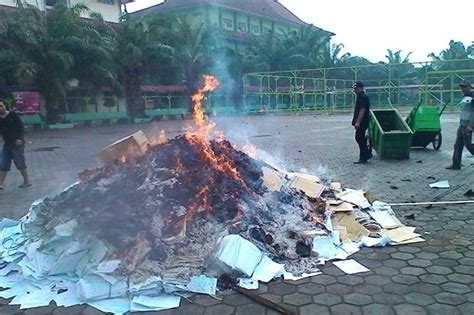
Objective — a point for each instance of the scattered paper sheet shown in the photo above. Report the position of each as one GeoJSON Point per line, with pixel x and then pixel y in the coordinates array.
{"type": "Point", "coordinates": [69, 297]}
{"type": "Point", "coordinates": [267, 269]}
{"type": "Point", "coordinates": [399, 235]}
{"type": "Point", "coordinates": [248, 284]}
{"type": "Point", "coordinates": [336, 186]}
{"type": "Point", "coordinates": [309, 177]}
{"type": "Point", "coordinates": [410, 241]}
{"type": "Point", "coordinates": [325, 247]}
{"type": "Point", "coordinates": [311, 188]}
{"type": "Point", "coordinates": [31, 299]}
{"type": "Point", "coordinates": [441, 184]}
{"type": "Point", "coordinates": [386, 219]}
{"type": "Point", "coordinates": [350, 266]}
{"type": "Point", "coordinates": [238, 253]}
{"type": "Point", "coordinates": [375, 241]}
{"type": "Point", "coordinates": [150, 303]}
{"type": "Point", "coordinates": [202, 284]}
{"type": "Point", "coordinates": [273, 179]}
{"type": "Point", "coordinates": [341, 207]}
{"type": "Point", "coordinates": [96, 288]}
{"type": "Point", "coordinates": [66, 229]}
{"type": "Point", "coordinates": [291, 277]}
{"type": "Point", "coordinates": [355, 197]}
{"type": "Point", "coordinates": [114, 306]}
{"type": "Point", "coordinates": [354, 230]}
{"type": "Point", "coordinates": [108, 266]}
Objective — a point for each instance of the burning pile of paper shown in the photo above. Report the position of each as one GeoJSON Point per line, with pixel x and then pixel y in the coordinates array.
{"type": "Point", "coordinates": [166, 218]}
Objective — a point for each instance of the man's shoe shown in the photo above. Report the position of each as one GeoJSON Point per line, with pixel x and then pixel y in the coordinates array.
{"type": "Point", "coordinates": [453, 167]}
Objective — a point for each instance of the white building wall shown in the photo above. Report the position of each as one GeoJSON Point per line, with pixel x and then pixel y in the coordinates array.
{"type": "Point", "coordinates": [109, 9]}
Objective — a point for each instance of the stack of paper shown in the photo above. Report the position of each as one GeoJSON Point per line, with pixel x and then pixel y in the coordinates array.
{"type": "Point", "coordinates": [355, 197]}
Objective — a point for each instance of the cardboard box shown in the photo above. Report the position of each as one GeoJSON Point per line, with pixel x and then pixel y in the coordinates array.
{"type": "Point", "coordinates": [131, 146]}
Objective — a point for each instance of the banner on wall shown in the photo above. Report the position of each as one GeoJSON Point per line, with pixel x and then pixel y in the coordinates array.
{"type": "Point", "coordinates": [27, 102]}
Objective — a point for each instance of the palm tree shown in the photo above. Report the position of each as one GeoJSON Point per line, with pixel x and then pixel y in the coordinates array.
{"type": "Point", "coordinates": [457, 56]}
{"type": "Point", "coordinates": [49, 49]}
{"type": "Point", "coordinates": [395, 57]}
{"type": "Point", "coordinates": [140, 46]}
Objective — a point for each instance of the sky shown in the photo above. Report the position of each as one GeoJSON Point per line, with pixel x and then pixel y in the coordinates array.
{"type": "Point", "coordinates": [368, 28]}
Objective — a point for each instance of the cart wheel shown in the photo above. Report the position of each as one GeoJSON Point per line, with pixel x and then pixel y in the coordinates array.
{"type": "Point", "coordinates": [437, 140]}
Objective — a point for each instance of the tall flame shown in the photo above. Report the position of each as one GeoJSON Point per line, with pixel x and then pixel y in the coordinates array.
{"type": "Point", "coordinates": [203, 126]}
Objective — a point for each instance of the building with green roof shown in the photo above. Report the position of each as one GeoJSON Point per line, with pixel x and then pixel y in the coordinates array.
{"type": "Point", "coordinates": [241, 20]}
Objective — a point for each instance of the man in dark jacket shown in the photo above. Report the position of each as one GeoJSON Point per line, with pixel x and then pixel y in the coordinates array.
{"type": "Point", "coordinates": [360, 121]}
{"type": "Point", "coordinates": [466, 125]}
{"type": "Point", "coordinates": [12, 130]}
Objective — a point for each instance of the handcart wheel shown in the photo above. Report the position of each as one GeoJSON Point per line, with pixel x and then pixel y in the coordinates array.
{"type": "Point", "coordinates": [437, 140]}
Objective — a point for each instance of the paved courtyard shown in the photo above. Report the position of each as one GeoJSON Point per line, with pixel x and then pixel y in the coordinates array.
{"type": "Point", "coordinates": [435, 277]}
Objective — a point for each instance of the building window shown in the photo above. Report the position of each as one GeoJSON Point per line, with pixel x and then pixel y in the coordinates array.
{"type": "Point", "coordinates": [255, 29]}
{"type": "Point", "coordinates": [242, 26]}
{"type": "Point", "coordinates": [227, 23]}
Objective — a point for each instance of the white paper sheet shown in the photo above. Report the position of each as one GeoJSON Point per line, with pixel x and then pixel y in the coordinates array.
{"type": "Point", "coordinates": [114, 306]}
{"type": "Point", "coordinates": [202, 284]}
{"type": "Point", "coordinates": [350, 266]}
{"type": "Point", "coordinates": [162, 302]}
{"type": "Point", "coordinates": [69, 297]}
{"type": "Point", "coordinates": [8, 223]}
{"type": "Point", "coordinates": [66, 229]}
{"type": "Point", "coordinates": [386, 219]}
{"type": "Point", "coordinates": [325, 247]}
{"type": "Point", "coordinates": [267, 269]}
{"type": "Point", "coordinates": [248, 284]}
{"type": "Point", "coordinates": [291, 277]}
{"type": "Point", "coordinates": [355, 197]}
{"type": "Point", "coordinates": [108, 266]}
{"type": "Point", "coordinates": [238, 253]}
{"type": "Point", "coordinates": [96, 288]}
{"type": "Point", "coordinates": [375, 241]}
{"type": "Point", "coordinates": [441, 184]}
{"type": "Point", "coordinates": [31, 299]}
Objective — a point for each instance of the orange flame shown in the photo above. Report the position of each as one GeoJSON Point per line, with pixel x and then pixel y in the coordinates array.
{"type": "Point", "coordinates": [203, 126]}
{"type": "Point", "coordinates": [162, 138]}
{"type": "Point", "coordinates": [250, 150]}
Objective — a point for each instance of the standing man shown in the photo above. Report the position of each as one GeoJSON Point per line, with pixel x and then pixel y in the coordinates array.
{"type": "Point", "coordinates": [12, 130]}
{"type": "Point", "coordinates": [464, 133]}
{"type": "Point", "coordinates": [360, 121]}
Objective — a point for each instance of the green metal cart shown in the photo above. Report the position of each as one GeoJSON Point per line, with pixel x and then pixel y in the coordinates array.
{"type": "Point", "coordinates": [389, 134]}
{"type": "Point", "coordinates": [425, 123]}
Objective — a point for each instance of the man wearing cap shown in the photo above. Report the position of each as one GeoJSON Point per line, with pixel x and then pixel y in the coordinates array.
{"type": "Point", "coordinates": [360, 121]}
{"type": "Point", "coordinates": [12, 131]}
{"type": "Point", "coordinates": [464, 133]}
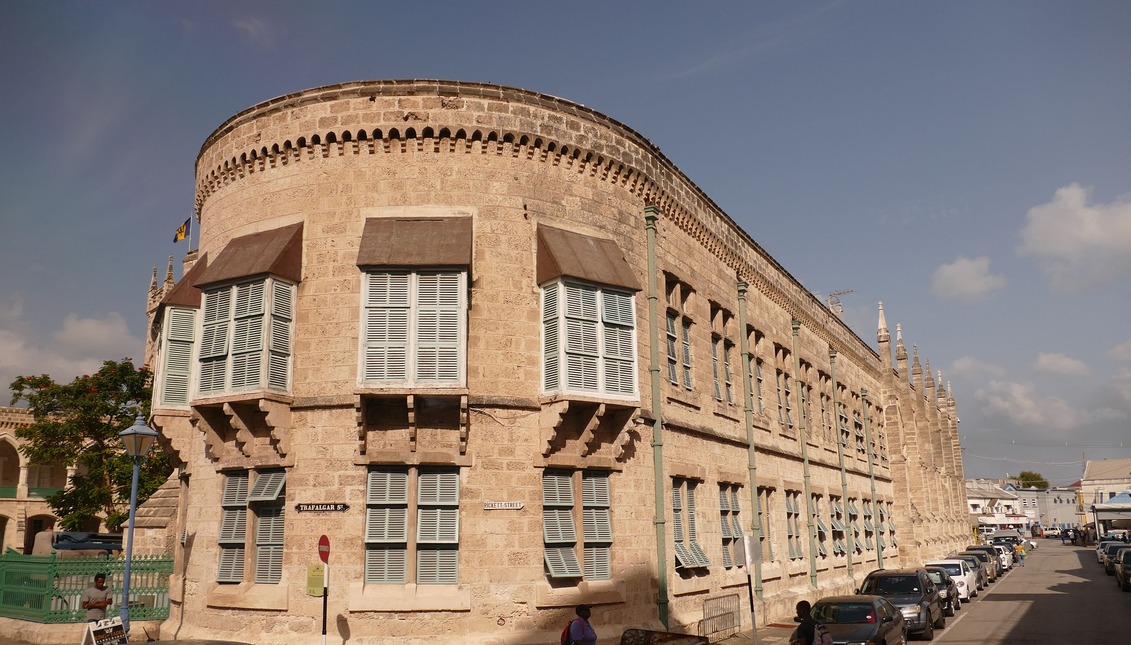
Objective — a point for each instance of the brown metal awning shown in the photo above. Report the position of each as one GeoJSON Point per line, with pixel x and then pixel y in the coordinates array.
{"type": "Point", "coordinates": [569, 254]}
{"type": "Point", "coordinates": [184, 293]}
{"type": "Point", "coordinates": [277, 252]}
{"type": "Point", "coordinates": [414, 242]}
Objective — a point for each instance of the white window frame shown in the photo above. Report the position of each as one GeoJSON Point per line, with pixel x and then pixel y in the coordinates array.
{"type": "Point", "coordinates": [412, 525]}
{"type": "Point", "coordinates": [413, 328]}
{"type": "Point", "coordinates": [561, 544]}
{"type": "Point", "coordinates": [588, 340]}
{"type": "Point", "coordinates": [266, 500]}
{"type": "Point", "coordinates": [247, 338]}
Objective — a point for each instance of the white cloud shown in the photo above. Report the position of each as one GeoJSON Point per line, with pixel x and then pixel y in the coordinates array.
{"type": "Point", "coordinates": [965, 278]}
{"type": "Point", "coordinates": [1060, 364]}
{"type": "Point", "coordinates": [1078, 244]}
{"type": "Point", "coordinates": [79, 346]}
{"type": "Point", "coordinates": [1022, 406]}
{"type": "Point", "coordinates": [968, 367]}
{"type": "Point", "coordinates": [1121, 352]}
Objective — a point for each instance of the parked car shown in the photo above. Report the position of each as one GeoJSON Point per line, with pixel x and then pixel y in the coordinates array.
{"type": "Point", "coordinates": [1007, 556]}
{"type": "Point", "coordinates": [977, 567]}
{"type": "Point", "coordinates": [1123, 569]}
{"type": "Point", "coordinates": [913, 592]}
{"type": "Point", "coordinates": [948, 588]}
{"type": "Point", "coordinates": [1110, 552]}
{"type": "Point", "coordinates": [964, 575]}
{"type": "Point", "coordinates": [868, 619]}
{"type": "Point", "coordinates": [999, 565]}
{"type": "Point", "coordinates": [991, 562]}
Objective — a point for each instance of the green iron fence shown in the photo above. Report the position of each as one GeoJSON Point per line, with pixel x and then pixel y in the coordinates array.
{"type": "Point", "coordinates": [46, 588]}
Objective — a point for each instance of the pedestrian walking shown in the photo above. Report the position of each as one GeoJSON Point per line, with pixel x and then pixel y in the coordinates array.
{"type": "Point", "coordinates": [580, 631]}
{"type": "Point", "coordinates": [96, 599]}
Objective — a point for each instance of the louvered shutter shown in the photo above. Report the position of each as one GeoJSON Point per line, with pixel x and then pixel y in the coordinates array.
{"type": "Point", "coordinates": [438, 509]}
{"type": "Point", "coordinates": [281, 343]}
{"type": "Point", "coordinates": [697, 550]}
{"type": "Point", "coordinates": [551, 338]}
{"type": "Point", "coordinates": [439, 327]}
{"type": "Point", "coordinates": [248, 335]}
{"type": "Point", "coordinates": [386, 566]}
{"type": "Point", "coordinates": [180, 334]}
{"type": "Point", "coordinates": [269, 544]}
{"type": "Point", "coordinates": [683, 557]}
{"type": "Point", "coordinates": [581, 340]}
{"type": "Point", "coordinates": [214, 341]}
{"type": "Point", "coordinates": [386, 526]}
{"type": "Point", "coordinates": [438, 566]}
{"type": "Point", "coordinates": [231, 565]}
{"type": "Point", "coordinates": [387, 308]}
{"type": "Point", "coordinates": [233, 527]}
{"type": "Point", "coordinates": [596, 525]}
{"type": "Point", "coordinates": [559, 532]}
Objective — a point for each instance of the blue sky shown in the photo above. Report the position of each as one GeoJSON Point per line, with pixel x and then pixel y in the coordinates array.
{"type": "Point", "coordinates": [966, 163]}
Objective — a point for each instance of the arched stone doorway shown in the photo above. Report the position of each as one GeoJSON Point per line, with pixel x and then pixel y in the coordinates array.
{"type": "Point", "coordinates": [9, 470]}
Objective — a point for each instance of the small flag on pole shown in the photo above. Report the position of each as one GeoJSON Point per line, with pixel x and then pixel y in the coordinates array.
{"type": "Point", "coordinates": [182, 232]}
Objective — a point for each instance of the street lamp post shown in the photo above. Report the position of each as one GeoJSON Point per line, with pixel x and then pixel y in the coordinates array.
{"type": "Point", "coordinates": [138, 439]}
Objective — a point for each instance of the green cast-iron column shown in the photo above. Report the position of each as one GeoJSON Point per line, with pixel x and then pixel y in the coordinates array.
{"type": "Point", "coordinates": [650, 215]}
{"type": "Point", "coordinates": [840, 455]}
{"type": "Point", "coordinates": [871, 475]}
{"type": "Point", "coordinates": [756, 523]}
{"type": "Point", "coordinates": [804, 456]}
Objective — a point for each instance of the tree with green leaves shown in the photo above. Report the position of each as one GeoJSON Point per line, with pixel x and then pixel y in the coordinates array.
{"type": "Point", "coordinates": [1029, 479]}
{"type": "Point", "coordinates": [77, 424]}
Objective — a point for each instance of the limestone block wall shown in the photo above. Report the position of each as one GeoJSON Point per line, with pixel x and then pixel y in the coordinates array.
{"type": "Point", "coordinates": [512, 161]}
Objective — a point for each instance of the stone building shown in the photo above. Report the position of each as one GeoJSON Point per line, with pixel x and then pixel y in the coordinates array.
{"type": "Point", "coordinates": [24, 486]}
{"type": "Point", "coordinates": [509, 359]}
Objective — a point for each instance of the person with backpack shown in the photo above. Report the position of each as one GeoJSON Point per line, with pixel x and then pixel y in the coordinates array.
{"type": "Point", "coordinates": [579, 631]}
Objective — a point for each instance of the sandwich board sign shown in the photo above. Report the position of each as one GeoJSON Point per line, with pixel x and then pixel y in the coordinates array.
{"type": "Point", "coordinates": [109, 631]}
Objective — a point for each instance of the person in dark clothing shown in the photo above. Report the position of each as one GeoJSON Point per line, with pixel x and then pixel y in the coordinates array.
{"type": "Point", "coordinates": [804, 633]}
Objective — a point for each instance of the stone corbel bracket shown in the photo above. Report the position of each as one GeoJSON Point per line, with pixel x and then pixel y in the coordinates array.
{"type": "Point", "coordinates": [277, 419]}
{"type": "Point", "coordinates": [210, 426]}
{"type": "Point", "coordinates": [550, 421]}
{"type": "Point", "coordinates": [629, 432]}
{"type": "Point", "coordinates": [174, 436]}
{"type": "Point", "coordinates": [239, 421]}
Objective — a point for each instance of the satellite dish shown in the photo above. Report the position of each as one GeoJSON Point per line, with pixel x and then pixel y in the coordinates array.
{"type": "Point", "coordinates": [835, 306]}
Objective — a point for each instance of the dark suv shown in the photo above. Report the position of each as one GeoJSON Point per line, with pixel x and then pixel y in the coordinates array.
{"type": "Point", "coordinates": [913, 593]}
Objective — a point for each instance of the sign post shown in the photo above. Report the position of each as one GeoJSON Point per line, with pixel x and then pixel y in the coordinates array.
{"type": "Point", "coordinates": [324, 552]}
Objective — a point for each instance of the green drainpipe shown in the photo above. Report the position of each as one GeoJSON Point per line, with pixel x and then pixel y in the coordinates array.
{"type": "Point", "coordinates": [840, 456]}
{"type": "Point", "coordinates": [756, 524]}
{"type": "Point", "coordinates": [804, 457]}
{"type": "Point", "coordinates": [650, 214]}
{"type": "Point", "coordinates": [871, 475]}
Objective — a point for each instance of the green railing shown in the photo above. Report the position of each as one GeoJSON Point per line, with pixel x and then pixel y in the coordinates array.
{"type": "Point", "coordinates": [46, 588]}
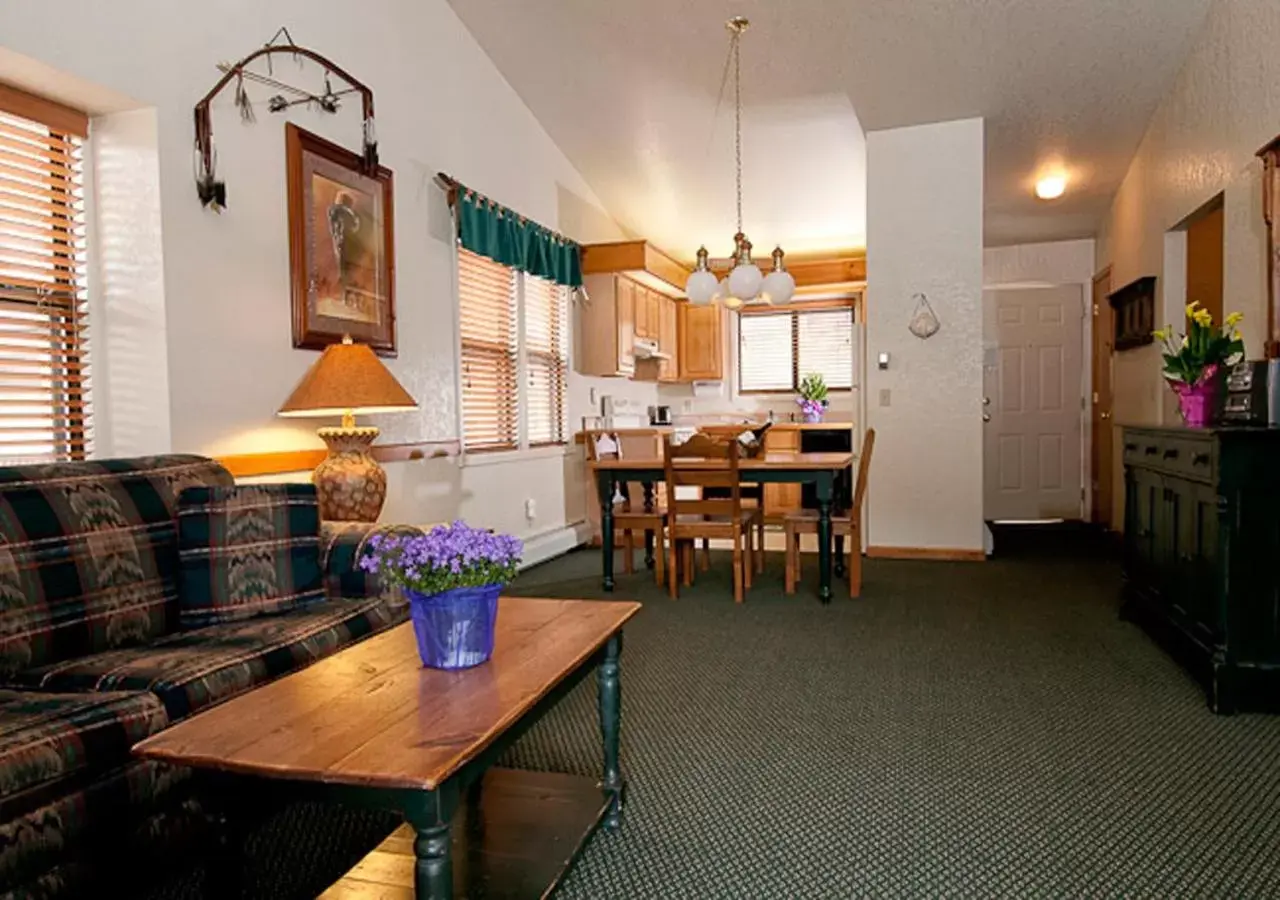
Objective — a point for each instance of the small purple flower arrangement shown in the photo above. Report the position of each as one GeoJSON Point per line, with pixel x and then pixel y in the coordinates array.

▶ **REQUEST**: Format everything from the line containing "Objective — a point for each instance of the green railing" down to the end of the rows above as a Markdown table with the columns Number and Text, numbering each line and leaving out blank lines and pictures.

▶ **WORKED SOLUTION**:
| Number | Text |
|---|---|
| 1 | Objective — a point for each instance of the green railing shown in the photo above. Report the position of each as one GeoJSON Point per line, with pixel x and then pixel y in the coordinates array. |
| 2 | {"type": "Point", "coordinates": [46, 588]} |
| 3 | Objective — a point for each instance of the small purple flower arrangement shown in the photo above. Report the position of each as one GeoJSON Point per line, with pixel x and then pixel y in the coordinates array. |